• **RECORDS FOR THE EXERCISE**
==========

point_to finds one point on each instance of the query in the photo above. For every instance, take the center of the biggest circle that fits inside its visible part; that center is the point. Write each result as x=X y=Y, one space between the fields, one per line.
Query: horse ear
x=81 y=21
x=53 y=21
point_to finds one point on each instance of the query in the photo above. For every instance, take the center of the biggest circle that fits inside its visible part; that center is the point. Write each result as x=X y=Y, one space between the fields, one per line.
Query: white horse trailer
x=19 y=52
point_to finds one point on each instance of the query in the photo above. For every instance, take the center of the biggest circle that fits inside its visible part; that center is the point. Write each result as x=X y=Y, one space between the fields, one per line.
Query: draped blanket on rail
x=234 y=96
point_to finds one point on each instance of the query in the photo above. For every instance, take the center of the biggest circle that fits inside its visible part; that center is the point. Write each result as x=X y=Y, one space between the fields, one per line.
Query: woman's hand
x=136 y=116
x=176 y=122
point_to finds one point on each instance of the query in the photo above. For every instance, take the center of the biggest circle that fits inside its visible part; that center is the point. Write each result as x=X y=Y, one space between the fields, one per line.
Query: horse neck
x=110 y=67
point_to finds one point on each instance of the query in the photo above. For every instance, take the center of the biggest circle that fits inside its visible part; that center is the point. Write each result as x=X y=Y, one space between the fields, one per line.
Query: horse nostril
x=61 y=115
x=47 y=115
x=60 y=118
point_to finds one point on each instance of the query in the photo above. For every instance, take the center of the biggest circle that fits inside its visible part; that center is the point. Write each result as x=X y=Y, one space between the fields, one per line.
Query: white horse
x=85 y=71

==========

• **WHAT TO WORK ON**
Extract each entry in full and write it down exactly.

• **ANSWER TO THIS TASK**
point_to finds one point on each instance of the query in the photo above. For every instance, take the center of the biggest circle that fits inside its visible part; that center is the point. Write each result as x=X y=Y, one space between the fields, one per line.
Query: horse ear
x=81 y=21
x=53 y=21
point_to finds one point on each instance of the query in the photo above. For every instance, take the center of the biggest circle that fits inside its visible part; that center is the point. Write each result as x=X y=Y, one space between the fields, one per line.
Query: white horse trailer
x=19 y=52
point_to finds one point on each instance of the query in the photo above. For every instance, take the center of the biggest circle that fits inside its visible part; that center is the point. Write each result as x=X y=Y, one space between the fields, one per line.
Query: draped blanket on rail
x=234 y=96
point_to finds one point on each instance of the query in the photo above. For every instance, take the center of the biggest circle that fits inside its visible part; that center is the point. Write each result as x=X y=Y, one space between the fields, one per line.
Query: woman's hand
x=136 y=116
x=176 y=122
point_to finds one point on each instance of the query in the photo above. For every instance, take the center of the biggest circle that fits inside its visible part; that center is the point. Write each result as x=X y=Y, one space between the fields, one per line.
Query: horse neck
x=110 y=67
point_to finds one point on each instance of the query in the photo above. For every instance, take the center of the biggest circle that fits inside its visible part; that center is the point. Write each result as x=X y=Y, one space between the fields, one per line.
Query: horse nostril
x=61 y=115
x=47 y=115
x=60 y=118
point_to finds one point on each instance of the query in the photo above. For every instance, take the center of the biggest circle that fits inside its visible part; that center is the point. Write each result as x=X y=Y, one space between the fields, one per line.
Query: white horse
x=85 y=71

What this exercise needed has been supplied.